Point annotation dataset data
══════════════════════════════
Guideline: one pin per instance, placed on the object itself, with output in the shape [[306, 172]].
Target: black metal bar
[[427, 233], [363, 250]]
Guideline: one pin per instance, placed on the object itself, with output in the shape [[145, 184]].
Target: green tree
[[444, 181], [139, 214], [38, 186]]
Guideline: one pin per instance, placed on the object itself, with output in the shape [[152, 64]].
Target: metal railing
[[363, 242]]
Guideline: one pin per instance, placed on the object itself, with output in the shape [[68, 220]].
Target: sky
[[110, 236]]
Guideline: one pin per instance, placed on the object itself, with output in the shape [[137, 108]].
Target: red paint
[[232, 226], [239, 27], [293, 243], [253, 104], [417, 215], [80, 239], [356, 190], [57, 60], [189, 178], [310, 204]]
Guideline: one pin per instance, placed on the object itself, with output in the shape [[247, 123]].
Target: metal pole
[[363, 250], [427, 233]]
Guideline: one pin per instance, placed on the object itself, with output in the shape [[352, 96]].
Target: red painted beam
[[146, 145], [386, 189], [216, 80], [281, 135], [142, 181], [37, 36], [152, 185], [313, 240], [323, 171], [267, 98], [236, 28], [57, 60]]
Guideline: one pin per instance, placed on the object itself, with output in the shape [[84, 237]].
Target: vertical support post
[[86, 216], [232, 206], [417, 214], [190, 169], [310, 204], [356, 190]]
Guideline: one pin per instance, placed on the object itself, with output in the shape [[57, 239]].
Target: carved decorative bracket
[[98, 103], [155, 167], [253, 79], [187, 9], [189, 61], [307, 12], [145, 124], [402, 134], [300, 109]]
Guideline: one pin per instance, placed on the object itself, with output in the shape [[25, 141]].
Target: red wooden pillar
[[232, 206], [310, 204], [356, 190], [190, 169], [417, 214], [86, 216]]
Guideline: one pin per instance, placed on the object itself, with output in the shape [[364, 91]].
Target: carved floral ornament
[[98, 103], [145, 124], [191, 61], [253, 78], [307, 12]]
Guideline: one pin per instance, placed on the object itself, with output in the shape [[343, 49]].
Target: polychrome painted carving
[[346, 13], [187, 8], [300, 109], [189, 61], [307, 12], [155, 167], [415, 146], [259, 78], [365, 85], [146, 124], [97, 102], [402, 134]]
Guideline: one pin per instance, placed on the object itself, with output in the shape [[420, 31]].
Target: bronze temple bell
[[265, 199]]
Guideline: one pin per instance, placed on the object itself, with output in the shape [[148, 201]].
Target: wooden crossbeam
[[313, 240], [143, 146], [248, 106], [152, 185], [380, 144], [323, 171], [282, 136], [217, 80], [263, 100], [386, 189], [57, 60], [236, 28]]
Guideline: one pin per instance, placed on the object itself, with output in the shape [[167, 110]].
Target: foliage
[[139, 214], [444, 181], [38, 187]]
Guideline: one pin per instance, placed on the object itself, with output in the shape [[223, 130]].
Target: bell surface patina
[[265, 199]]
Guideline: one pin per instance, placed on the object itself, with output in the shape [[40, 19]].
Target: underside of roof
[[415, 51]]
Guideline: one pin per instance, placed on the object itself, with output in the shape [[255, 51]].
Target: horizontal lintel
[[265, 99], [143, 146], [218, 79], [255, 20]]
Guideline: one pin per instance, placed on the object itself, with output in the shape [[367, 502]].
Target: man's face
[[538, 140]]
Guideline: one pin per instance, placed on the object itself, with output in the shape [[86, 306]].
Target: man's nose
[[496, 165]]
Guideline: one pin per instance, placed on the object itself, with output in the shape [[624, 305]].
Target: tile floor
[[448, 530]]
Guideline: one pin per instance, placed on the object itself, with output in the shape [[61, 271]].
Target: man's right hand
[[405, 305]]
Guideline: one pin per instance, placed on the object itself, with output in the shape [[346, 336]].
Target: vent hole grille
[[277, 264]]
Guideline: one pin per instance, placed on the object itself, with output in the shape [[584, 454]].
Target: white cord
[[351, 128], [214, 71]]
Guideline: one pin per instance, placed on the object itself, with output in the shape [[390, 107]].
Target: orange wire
══════════════════════════════
Reproduce all of the data above word for word.

Guideline: one pin per instance, placed on the object itself, with output in the shape [[306, 172]].
Target: black metal bar
[[427, 233], [363, 250]]
Guideline: one pin per instance, placed on the object itself, with output in the shape [[145, 184]].
Target: green tree
[[444, 181], [139, 214], [38, 186]]
Guideline: one pin per instance, placed on the object itself, with output in the shape [[152, 64]].
Target: metal railing
[[363, 242]]
Guideline: one pin per instance, placed on the object itself, with output in the shape [[68, 220]].
Target: sky
[[110, 236]]
Guideline: one pin per instance, placed on the object itself, with output in the shape [[137, 108]].
Target: red paint
[[232, 226], [239, 27], [293, 243], [253, 104], [417, 215], [80, 239], [356, 190], [57, 60], [189, 178], [310, 204]]
Guideline: one pin per instance, placed on the object itself, with output in the shape [[247, 123]].
Target: metal pole
[[363, 250], [427, 233]]
Guideline: one pin per instance, placed on the object itself, with output in the shape [[352, 96]].
Target: red painted beam
[[146, 145], [386, 189], [216, 80], [281, 135], [142, 181], [37, 36], [152, 185], [313, 240], [323, 171], [267, 98], [236, 28], [57, 60]]
Guideline: one pin per instance, placed on the object itself, with output in the shape [[84, 237]].
Target: vertical support post
[[86, 216], [232, 206], [417, 214], [190, 169], [310, 204], [356, 190]]
Guideline: one pin per instance, placed on the object itself, with output in the shape [[57, 239]].
Target: carved decorative bracket
[[98, 103], [155, 167], [253, 79], [187, 9], [189, 61], [307, 12], [145, 124], [402, 134], [300, 109]]
Guideline: one pin per instance, placed on the object itself, with output in the shape [[25, 141]].
Target: red wooden pillar
[[232, 206], [310, 204], [356, 190], [190, 169], [417, 214], [86, 216]]
Guideline: one pin per instance, placed on the object itself, with output in the shape [[364, 91]].
Target: carved floral ornament
[[98, 103], [145, 124], [191, 61], [253, 78], [307, 12]]
Guideline: one pin per instance, placed on the object itself, with output in the shape [[343, 49]].
Target: polychrome painted carving
[[346, 13], [187, 8], [300, 109], [189, 61], [307, 12], [155, 167], [415, 146], [259, 78], [365, 85], [146, 124], [97, 102], [402, 134]]
Guideline: one pin per instance, placed on the object itself, with output in the shape [[420, 31]].
Target: bronze temple bell
[[265, 199]]
Guideline: one pin per instance, placed on the object itself, with output in the shape [[148, 201]].
Target: wooden crossbeam
[[313, 240], [143, 146], [248, 106], [152, 185], [380, 144], [323, 171], [282, 136], [217, 80], [263, 100], [386, 189], [57, 60], [236, 28]]
Guideline: one pin per instance, placed on the object itself, with output in the shape [[167, 110]].
Target: foliage
[[139, 214], [444, 181], [38, 187]]
Guideline: one pin per instance, placed on the object itself, with output in the shape [[223, 130]].
Target: bell surface patina
[[265, 199]]
Guideline: one pin per instance, placed on the object itself, with output in the shape [[40, 19]].
Target: underside of roof
[[415, 51]]
Guideline: one pin per instance, placed on the object itself, with output in the shape [[255, 51]].
Target: horizontal lintel
[[265, 99], [143, 146], [218, 79], [255, 20]]
Guideline: one pin per instance, placed on the object itself, with output in the shape [[367, 502]].
Target: man's face
[[538, 140]]
Guideline: one pin per instance, placed on the object itself, with output in the shape [[86, 306]].
Target: man's nose
[[496, 165]]
Guideline: one pin per instance, placed on the object itself, with output in the shape [[624, 305]].
Target: tile floor
[[448, 530]]
Guideline: one pin per instance, placed on the object itself, with output in the shape [[61, 271]].
Target: man's right hand
[[405, 305]]
Guideline: one pin per instance, placed on the object itself, with output in the shape [[346, 336]].
Target: vent hole grille
[[277, 264]]
Guideline: one pin per instance, placed on the object itself, with output in the shape [[584, 454]].
Target: white cord
[[351, 128], [214, 71]]
Guideline: one pin per instance, placed on the object itself, with output in the shape [[390, 107]].
Target: orange wire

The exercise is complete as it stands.